▶ _EXERCISE GOAL_: In the records below, find the line containing "the egg carton"; give it again exactly, along with every line that follows, and nothing else.

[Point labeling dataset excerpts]
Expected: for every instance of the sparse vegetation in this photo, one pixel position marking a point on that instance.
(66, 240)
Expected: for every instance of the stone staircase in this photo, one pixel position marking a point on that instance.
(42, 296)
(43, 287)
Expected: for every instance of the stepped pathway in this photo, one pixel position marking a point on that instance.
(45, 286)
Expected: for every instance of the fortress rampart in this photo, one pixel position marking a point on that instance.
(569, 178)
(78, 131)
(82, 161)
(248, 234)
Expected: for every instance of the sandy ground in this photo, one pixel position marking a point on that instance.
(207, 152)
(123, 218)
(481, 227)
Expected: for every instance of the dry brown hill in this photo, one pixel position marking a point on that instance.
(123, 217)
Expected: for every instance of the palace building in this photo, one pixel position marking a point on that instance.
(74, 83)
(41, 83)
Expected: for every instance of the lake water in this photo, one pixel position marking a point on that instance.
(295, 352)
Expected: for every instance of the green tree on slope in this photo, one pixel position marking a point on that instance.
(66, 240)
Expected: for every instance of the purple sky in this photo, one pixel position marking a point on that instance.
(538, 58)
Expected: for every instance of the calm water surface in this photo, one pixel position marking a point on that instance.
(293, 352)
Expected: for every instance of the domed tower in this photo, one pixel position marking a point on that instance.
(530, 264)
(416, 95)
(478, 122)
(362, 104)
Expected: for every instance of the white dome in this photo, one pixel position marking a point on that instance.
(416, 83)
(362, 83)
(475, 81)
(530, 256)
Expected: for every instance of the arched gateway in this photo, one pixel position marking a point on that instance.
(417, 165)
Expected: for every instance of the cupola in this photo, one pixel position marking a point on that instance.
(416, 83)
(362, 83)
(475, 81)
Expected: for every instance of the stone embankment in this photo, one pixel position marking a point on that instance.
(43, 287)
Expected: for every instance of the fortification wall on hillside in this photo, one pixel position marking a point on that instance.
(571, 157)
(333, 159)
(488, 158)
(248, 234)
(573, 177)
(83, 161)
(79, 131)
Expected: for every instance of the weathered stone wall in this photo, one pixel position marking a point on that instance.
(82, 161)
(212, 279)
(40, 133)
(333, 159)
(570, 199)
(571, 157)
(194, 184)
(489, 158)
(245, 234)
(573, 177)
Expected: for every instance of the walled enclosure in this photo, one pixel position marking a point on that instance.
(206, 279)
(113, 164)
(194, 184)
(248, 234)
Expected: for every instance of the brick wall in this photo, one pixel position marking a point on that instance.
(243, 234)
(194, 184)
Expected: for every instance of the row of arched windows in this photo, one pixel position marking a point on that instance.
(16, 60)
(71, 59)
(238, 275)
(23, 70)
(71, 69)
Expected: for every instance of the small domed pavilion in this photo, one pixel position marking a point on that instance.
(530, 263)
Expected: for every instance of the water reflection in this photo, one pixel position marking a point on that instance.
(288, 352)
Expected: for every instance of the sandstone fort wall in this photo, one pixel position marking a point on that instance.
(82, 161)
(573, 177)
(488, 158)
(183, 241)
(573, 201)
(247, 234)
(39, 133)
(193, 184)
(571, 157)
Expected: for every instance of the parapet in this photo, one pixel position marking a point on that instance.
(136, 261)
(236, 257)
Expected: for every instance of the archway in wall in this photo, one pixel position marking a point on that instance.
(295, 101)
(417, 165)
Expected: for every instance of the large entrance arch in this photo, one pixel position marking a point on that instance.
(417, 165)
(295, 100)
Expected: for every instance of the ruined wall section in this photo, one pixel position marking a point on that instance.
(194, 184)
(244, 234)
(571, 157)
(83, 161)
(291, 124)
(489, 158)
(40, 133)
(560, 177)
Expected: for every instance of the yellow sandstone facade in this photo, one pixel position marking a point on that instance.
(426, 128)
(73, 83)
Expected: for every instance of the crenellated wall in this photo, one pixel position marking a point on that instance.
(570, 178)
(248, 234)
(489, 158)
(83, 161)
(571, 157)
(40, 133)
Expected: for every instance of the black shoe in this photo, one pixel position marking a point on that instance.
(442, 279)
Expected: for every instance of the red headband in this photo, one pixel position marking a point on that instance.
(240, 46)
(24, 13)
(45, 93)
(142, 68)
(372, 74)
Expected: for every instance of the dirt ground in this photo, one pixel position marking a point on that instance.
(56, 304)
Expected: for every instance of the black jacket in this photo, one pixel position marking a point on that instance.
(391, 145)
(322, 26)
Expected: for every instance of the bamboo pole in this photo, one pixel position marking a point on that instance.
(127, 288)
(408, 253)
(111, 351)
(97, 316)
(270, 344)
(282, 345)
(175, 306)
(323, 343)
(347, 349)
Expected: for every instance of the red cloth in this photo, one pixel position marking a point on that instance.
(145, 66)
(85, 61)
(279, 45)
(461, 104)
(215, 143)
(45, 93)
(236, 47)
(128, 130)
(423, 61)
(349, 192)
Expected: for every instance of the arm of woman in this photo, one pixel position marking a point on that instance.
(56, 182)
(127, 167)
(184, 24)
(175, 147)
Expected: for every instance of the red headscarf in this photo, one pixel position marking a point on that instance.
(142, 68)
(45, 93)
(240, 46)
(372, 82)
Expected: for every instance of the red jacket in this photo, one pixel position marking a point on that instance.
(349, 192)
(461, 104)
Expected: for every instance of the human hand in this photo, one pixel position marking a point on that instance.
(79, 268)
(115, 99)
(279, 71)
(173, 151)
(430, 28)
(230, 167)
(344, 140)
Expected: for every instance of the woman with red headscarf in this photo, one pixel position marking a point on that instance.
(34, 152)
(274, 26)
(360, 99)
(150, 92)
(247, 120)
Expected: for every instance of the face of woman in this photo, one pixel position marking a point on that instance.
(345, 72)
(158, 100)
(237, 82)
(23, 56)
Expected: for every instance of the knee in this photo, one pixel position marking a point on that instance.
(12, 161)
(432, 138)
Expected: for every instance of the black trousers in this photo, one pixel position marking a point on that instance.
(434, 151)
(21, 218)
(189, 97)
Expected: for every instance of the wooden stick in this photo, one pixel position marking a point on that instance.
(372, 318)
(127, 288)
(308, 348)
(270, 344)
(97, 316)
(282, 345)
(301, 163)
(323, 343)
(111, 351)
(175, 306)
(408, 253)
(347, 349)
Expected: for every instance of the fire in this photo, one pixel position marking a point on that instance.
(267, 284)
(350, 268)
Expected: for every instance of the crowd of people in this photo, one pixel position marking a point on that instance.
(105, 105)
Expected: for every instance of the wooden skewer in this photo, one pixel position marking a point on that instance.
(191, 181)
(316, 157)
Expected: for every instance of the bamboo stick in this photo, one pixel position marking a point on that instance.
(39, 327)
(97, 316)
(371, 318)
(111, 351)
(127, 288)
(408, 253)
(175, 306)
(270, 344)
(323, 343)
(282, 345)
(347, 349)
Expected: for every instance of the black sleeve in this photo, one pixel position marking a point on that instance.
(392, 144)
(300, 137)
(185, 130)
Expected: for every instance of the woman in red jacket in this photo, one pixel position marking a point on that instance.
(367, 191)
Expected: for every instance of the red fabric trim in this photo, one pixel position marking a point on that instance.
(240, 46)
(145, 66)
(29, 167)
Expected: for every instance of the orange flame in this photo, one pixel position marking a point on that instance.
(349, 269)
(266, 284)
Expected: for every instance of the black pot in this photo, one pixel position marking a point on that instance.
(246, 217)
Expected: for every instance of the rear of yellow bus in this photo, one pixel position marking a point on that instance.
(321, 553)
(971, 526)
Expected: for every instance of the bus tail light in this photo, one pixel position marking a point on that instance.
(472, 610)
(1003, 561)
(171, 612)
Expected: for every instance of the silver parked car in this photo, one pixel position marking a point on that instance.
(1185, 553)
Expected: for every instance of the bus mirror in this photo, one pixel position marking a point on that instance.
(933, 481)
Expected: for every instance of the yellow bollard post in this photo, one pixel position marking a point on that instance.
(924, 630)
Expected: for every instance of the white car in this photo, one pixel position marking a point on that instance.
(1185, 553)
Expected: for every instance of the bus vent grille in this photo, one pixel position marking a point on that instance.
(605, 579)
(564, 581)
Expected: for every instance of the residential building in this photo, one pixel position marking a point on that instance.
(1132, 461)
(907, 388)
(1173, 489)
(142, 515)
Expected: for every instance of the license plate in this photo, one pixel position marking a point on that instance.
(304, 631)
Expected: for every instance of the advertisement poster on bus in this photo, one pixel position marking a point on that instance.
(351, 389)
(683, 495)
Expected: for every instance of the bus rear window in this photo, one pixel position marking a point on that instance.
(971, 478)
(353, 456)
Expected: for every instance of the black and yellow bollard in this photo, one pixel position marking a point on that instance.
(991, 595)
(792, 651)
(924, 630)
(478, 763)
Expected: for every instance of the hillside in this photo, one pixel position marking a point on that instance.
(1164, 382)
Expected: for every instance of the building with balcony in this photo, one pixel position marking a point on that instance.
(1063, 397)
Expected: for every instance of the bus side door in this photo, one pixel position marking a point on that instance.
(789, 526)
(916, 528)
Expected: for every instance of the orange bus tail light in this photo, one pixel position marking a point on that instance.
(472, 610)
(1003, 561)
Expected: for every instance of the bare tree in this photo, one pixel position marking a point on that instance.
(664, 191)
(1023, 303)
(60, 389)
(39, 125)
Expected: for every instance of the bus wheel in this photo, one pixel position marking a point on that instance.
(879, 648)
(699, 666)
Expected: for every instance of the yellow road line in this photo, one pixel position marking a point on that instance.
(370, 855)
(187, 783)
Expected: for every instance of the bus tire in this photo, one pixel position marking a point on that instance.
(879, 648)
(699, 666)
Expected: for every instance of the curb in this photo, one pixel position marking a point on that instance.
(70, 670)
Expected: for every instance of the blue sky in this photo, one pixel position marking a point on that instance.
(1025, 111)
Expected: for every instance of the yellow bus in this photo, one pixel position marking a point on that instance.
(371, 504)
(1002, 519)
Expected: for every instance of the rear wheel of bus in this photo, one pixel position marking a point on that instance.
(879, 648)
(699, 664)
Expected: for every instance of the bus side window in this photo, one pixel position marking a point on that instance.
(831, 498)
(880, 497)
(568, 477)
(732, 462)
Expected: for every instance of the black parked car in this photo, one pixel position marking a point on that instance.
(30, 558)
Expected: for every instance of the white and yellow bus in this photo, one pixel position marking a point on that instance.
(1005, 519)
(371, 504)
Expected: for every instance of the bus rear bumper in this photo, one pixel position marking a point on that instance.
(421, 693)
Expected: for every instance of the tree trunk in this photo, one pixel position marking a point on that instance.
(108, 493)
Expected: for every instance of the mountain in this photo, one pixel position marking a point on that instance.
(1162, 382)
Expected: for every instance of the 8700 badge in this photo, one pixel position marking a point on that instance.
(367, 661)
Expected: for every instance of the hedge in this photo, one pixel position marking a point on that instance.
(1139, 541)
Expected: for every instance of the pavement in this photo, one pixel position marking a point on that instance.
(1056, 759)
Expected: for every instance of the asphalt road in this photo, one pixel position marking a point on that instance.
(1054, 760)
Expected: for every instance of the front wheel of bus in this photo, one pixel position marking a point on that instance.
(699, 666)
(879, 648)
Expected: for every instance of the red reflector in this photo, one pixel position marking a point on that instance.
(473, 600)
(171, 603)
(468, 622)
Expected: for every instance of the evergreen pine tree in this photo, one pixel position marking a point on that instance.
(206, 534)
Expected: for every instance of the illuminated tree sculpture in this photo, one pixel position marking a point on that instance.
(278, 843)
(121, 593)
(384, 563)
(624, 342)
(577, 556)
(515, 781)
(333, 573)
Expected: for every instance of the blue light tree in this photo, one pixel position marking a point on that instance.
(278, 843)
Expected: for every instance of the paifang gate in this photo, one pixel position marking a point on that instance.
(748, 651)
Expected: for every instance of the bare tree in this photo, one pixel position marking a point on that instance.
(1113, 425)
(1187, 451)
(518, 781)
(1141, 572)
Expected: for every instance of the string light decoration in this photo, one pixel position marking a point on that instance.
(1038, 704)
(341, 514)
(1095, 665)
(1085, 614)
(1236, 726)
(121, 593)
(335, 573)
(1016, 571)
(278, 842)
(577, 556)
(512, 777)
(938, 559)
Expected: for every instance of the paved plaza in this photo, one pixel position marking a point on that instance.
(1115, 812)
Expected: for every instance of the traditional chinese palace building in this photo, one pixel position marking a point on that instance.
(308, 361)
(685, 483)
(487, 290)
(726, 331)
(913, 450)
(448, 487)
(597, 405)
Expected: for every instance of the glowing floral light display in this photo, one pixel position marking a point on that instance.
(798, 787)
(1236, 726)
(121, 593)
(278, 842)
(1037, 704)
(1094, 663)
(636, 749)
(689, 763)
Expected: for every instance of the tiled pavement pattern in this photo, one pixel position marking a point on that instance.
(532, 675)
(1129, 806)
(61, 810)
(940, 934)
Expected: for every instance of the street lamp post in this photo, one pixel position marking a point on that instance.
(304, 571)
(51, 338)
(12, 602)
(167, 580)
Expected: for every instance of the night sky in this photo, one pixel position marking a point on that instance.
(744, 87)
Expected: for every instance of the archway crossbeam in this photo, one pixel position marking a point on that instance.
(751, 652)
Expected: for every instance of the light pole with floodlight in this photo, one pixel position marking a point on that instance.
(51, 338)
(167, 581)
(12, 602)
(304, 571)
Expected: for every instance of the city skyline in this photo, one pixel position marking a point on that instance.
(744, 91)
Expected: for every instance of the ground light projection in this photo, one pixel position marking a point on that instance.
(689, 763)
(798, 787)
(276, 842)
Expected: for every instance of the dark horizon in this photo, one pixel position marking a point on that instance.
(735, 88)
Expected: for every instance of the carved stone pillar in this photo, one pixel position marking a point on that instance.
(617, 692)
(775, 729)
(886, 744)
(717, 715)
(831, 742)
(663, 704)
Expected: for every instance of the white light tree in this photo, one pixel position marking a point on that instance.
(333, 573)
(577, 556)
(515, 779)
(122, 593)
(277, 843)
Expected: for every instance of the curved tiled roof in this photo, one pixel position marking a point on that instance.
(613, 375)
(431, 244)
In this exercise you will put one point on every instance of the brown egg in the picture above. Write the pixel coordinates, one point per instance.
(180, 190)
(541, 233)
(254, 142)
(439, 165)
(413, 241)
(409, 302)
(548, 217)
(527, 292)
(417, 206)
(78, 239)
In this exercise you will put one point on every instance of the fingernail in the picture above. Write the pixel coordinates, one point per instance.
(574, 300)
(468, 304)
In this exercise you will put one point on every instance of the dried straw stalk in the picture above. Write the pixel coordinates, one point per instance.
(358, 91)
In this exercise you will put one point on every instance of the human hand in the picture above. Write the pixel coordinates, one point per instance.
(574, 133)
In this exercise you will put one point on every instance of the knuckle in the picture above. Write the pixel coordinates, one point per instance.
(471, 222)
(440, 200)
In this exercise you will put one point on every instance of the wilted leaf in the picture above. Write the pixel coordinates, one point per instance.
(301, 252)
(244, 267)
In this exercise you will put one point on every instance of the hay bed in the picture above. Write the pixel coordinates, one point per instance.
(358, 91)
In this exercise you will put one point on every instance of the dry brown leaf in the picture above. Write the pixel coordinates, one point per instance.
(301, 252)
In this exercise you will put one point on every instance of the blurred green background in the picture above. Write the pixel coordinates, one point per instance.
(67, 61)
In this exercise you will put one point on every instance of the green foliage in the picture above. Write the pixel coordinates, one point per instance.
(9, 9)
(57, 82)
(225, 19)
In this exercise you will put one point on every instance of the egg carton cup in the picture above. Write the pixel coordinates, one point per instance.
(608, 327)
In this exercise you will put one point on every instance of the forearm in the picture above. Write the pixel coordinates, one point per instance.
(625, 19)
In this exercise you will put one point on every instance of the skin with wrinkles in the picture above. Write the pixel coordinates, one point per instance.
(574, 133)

▶ _CORRECT RESPONSE_:
In this exercise you will put one point on every instance of the egg carton cup in the picture above. Write the pixel coordinates, one point per instance.
(608, 327)
In this exercise you will put one point on every instance of the forearm in the picture above. Write the pixel coordinates, one point per instance.
(625, 19)
In this exercise you will put one point on every instance of the skin with wrinkles in the picture above. Write the pixel coordinates, one point per instance.
(574, 133)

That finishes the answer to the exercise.